*** Supplied material ***
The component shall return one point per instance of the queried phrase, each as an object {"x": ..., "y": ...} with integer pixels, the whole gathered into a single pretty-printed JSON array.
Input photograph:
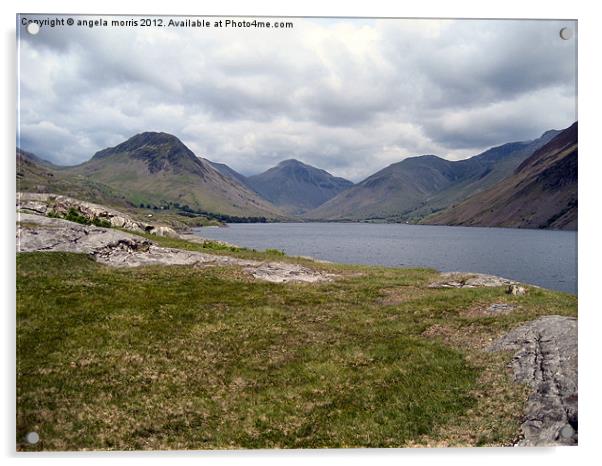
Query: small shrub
[
  {"x": 76, "y": 216},
  {"x": 101, "y": 222}
]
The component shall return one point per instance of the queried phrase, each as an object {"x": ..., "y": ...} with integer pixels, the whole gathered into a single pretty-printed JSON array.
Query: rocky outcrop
[
  {"x": 121, "y": 249},
  {"x": 52, "y": 204},
  {"x": 469, "y": 280},
  {"x": 546, "y": 359}
]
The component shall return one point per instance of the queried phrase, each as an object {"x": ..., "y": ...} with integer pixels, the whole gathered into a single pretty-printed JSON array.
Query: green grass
[{"x": 189, "y": 358}]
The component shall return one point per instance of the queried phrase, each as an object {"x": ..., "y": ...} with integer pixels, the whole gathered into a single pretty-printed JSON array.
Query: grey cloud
[{"x": 347, "y": 96}]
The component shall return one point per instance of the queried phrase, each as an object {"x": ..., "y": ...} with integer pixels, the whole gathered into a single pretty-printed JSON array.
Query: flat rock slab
[
  {"x": 500, "y": 308},
  {"x": 546, "y": 359},
  {"x": 470, "y": 280},
  {"x": 44, "y": 203},
  {"x": 120, "y": 249}
]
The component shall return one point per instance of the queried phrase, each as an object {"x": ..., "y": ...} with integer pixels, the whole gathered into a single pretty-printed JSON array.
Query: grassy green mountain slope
[
  {"x": 157, "y": 168},
  {"x": 37, "y": 175},
  {"x": 541, "y": 193}
]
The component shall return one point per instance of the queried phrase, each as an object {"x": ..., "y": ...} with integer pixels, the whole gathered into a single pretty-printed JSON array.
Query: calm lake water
[{"x": 541, "y": 257}]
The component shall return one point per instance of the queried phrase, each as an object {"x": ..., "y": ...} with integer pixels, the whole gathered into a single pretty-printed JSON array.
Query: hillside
[
  {"x": 418, "y": 186},
  {"x": 229, "y": 172},
  {"x": 541, "y": 193},
  {"x": 158, "y": 169},
  {"x": 37, "y": 175},
  {"x": 297, "y": 187}
]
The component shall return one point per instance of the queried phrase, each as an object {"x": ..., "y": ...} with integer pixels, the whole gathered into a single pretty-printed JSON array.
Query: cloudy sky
[{"x": 350, "y": 96}]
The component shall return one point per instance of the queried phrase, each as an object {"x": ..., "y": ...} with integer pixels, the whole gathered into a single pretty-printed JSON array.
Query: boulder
[
  {"x": 546, "y": 359},
  {"x": 469, "y": 280}
]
*** End of Supplied material ***
Activity: A faithful, word-for-word version of the records above is needed, with no images in it.

Written response:
The component shall return one point per instance of the queried phrase, each as an object {"x": ..., "y": ...} with integer pixels, the whole gathered into a single pretty-printed JSON array.
Input photograph:
Query: small shrub
[
  {"x": 76, "y": 216},
  {"x": 101, "y": 222}
]
The component shall return one point per instance of the queried phrase, each as an object {"x": ..., "y": ...} with integer pixels, the whole gathered into a single pretty-printed JSON array.
Query: rocky outcrop
[
  {"x": 121, "y": 249},
  {"x": 52, "y": 204},
  {"x": 469, "y": 280},
  {"x": 546, "y": 359}
]
The component shall return one point per instance of the queried phrase, each as an object {"x": ..., "y": ...} with integer pixels, the whole gathered into a single pretty-printed JSON array.
Query: green grass
[{"x": 189, "y": 358}]
The component shall return one point per instance of the queried phrase, each as an object {"x": ..., "y": ...} with integer pixels, the whole gathered into a single pretty-printed JSON array.
Query: grey cloud
[{"x": 347, "y": 96}]
The component shall return one point per instance of the queried phrase, each as an object {"x": ..., "y": ...} with integer pixels, the whole gathered into a single pretty-printed JSON array.
Query: flat rock slab
[
  {"x": 500, "y": 308},
  {"x": 546, "y": 359},
  {"x": 470, "y": 280},
  {"x": 44, "y": 203},
  {"x": 120, "y": 249}
]
The component shall return one point per instance of the queried phrase, each as an object {"x": ..., "y": ...} with integer pixels, the whole gathered into a single pretty-printed JSON array.
Query: grassy green mountain slope
[
  {"x": 157, "y": 168},
  {"x": 37, "y": 175},
  {"x": 541, "y": 193}
]
The component shall return one point per instance of the queried phrase, each as an object {"x": ..., "y": ...} with integer pixels, the whole gathered into a single pretty-printed JSON array.
Query: calm lake water
[{"x": 541, "y": 257}]
The component shall return one point per instance of the queried phrase, each as an object {"x": ..., "y": ...} with integer pixels, the whole gathered into a single pretty-printed JSON array.
Query: hillside
[
  {"x": 418, "y": 186},
  {"x": 229, "y": 172},
  {"x": 541, "y": 193},
  {"x": 158, "y": 169},
  {"x": 37, "y": 175},
  {"x": 297, "y": 187}
]
The component shall return one point per instance of the queried phrase, each as an object {"x": ..., "y": ...} with integer pixels, the whole gathered into a single pretty-printed JSON array.
Query: cloudy sky
[{"x": 350, "y": 96}]
The component shall return one point per instance of the queried phrase, each as an object {"x": ..., "y": ...} with integer pixels, the whole gathered into a single pretty-printed JSON array.
Query: boulder
[
  {"x": 546, "y": 359},
  {"x": 469, "y": 280}
]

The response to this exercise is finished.